Records excerpted from a collection:
┄┄┄┄┄┄

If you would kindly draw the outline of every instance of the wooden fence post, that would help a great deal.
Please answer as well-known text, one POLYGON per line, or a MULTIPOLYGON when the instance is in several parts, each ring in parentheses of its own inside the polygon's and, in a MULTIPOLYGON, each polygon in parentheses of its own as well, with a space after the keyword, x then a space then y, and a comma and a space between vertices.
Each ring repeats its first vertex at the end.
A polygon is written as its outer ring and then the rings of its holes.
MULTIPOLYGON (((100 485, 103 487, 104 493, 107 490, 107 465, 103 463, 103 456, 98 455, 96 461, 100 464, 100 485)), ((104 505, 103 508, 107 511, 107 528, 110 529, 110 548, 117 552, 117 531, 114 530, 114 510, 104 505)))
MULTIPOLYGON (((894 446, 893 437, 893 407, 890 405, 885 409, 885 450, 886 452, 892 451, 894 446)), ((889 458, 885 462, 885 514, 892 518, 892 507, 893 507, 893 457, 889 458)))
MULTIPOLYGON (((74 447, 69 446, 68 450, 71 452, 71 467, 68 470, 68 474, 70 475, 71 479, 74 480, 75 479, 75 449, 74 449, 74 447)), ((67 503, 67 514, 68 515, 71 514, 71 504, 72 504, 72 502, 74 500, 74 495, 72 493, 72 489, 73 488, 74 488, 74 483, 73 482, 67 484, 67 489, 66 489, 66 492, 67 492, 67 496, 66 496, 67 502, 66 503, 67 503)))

┄┄┄┄┄┄

YOUR OBJECTIVE. When you reach the end of the data above, set it all down again unchanged.

ANSWER AREA.
If you would kindly draw the outline of every instance of the wooden fence post, that would help a great deal.
Please answer as well-known text, one POLYGON per line, or a MULTIPOLYGON when the instance is in several parts, each ring in parentheses of its own inside the polygon's and, in a MULTIPOLYGON, each polygon in parentheses of its own as well, with a space after the keyword, x then a space then y, and a comma and a space between vertices.
Each ring repeats its first vertex at the end.
A polygon is written as its outer ring and then the rings of its holes.
MULTIPOLYGON (((100 485, 103 487, 104 493, 107 490, 107 465, 103 463, 103 456, 98 455, 96 461, 100 464, 100 485)), ((104 505, 103 508, 107 511, 107 528, 110 529, 110 548, 117 552, 117 531, 114 530, 114 510, 104 505)))
MULTIPOLYGON (((894 446, 893 437, 893 407, 890 405, 885 409, 885 450, 886 452, 892 451, 894 446)), ((889 458, 885 462, 885 514, 892 518, 892 507, 893 507, 893 457, 889 458)))
MULTIPOLYGON (((74 447, 69 446, 68 450, 71 452, 71 467, 68 470, 68 474, 70 475, 71 479, 74 480, 75 479, 75 449, 74 449, 74 447)), ((67 503, 67 514, 68 515, 71 514, 71 504, 72 504, 72 502, 74 500, 74 495, 72 493, 72 489, 73 488, 74 488, 74 483, 73 482, 67 484, 67 489, 66 489, 66 492, 67 492, 67 496, 66 496, 67 502, 66 503, 67 503)))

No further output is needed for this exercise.